Collected data:
+--
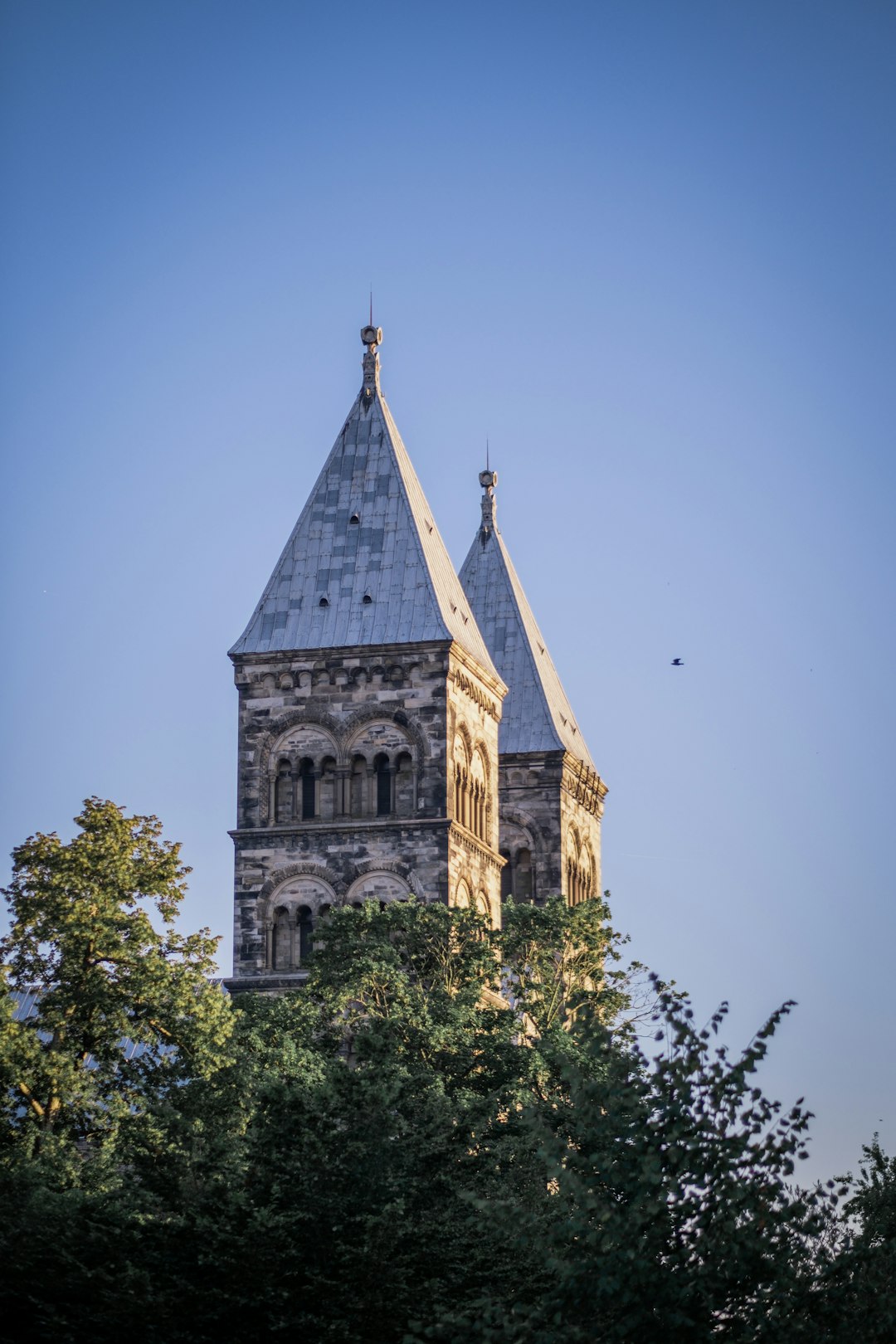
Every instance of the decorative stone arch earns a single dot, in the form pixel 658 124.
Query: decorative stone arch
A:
pixel 527 854
pixel 394 866
pixel 317 871
pixel 370 713
pixel 462 897
pixel 290 903
pixel 464 733
pixel 480 799
pixel 379 884
pixel 275 732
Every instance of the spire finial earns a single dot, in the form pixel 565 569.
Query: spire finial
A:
pixel 371 336
pixel 488 480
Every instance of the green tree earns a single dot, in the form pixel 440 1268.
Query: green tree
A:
pixel 670 1211
pixel 123 1006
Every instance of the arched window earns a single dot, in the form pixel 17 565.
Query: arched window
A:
pixel 359 786
pixel 281 941
pixel 383 785
pixel 284 793
pixel 405 785
pixel 328 808
pixel 304 933
pixel 479 810
pixel 523 877
pixel 308 782
pixel 461 761
pixel 507 877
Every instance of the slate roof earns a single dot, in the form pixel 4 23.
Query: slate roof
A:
pixel 392 554
pixel 536 714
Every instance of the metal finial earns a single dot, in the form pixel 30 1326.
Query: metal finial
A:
pixel 488 480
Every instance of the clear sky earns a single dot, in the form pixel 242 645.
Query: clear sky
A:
pixel 648 251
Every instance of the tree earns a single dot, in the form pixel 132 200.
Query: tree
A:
pixel 668 1211
pixel 121 1004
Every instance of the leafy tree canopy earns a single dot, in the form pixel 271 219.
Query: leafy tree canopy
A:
pixel 448 1133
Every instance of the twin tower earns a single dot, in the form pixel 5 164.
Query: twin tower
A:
pixel 402 730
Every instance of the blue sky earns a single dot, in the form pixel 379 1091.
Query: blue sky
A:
pixel 648 251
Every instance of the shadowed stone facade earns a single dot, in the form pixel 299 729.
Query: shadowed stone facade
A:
pixel 368 713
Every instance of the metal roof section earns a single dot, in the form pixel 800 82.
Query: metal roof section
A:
pixel 366 563
pixel 536 714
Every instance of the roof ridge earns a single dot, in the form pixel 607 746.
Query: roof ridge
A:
pixel 523 660
pixel 364 563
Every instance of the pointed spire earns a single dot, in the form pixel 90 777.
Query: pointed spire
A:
pixel 366 563
pixel 488 480
pixel 373 338
pixel 536 714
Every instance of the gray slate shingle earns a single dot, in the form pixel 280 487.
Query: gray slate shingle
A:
pixel 394 554
pixel 536 714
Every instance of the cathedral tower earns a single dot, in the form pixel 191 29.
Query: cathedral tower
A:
pixel 368 711
pixel 550 796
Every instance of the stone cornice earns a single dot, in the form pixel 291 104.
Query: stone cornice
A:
pixel 586 785
pixel 475 845
pixel 340 825
pixel 305 660
pixel 488 679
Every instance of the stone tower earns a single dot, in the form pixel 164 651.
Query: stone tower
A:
pixel 368 711
pixel 550 795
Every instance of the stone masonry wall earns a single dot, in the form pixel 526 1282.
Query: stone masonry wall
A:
pixel 345 789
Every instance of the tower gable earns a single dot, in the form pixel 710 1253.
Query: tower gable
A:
pixel 364 563
pixel 536 714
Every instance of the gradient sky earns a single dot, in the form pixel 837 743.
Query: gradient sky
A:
pixel 648 251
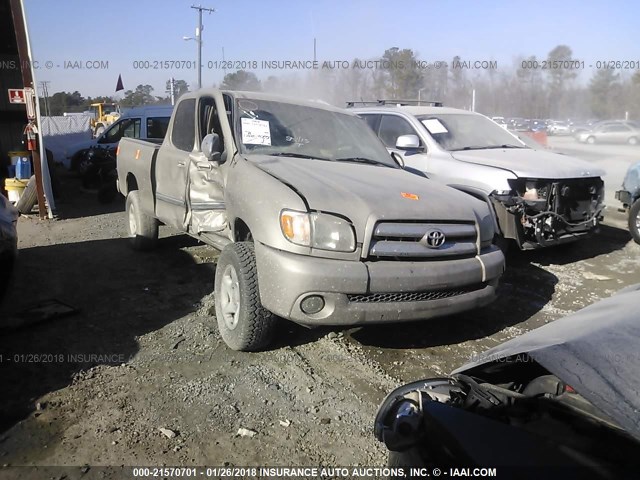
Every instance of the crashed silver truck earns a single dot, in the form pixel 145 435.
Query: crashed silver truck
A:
pixel 540 198
pixel 315 221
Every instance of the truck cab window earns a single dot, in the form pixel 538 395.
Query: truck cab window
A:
pixel 131 128
pixel 184 125
pixel 157 127
pixel 391 127
pixel 209 121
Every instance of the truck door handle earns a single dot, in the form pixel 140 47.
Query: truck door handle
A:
pixel 206 166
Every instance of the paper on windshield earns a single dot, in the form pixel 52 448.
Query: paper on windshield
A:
pixel 255 132
pixel 434 126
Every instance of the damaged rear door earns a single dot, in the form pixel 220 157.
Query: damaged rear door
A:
pixel 207 177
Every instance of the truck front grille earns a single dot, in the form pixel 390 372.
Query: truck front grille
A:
+--
* [What to do]:
Return the lines of the records that include the string "truck".

* [Solution]:
Every instance of the crashed silver truck earns a single dot, in the form pixel 145 435.
Query: crashed silver truck
Every instance of the truck cab window earns a single dot, in the form pixel 538 395.
Query: truck cab window
Every instance of the truck door handle earns a single dot, in the form pixel 140 47.
Query: truck door handle
Every instance of the truck front grille earns a single dot, in the form pixel 390 372.
Query: truck front grille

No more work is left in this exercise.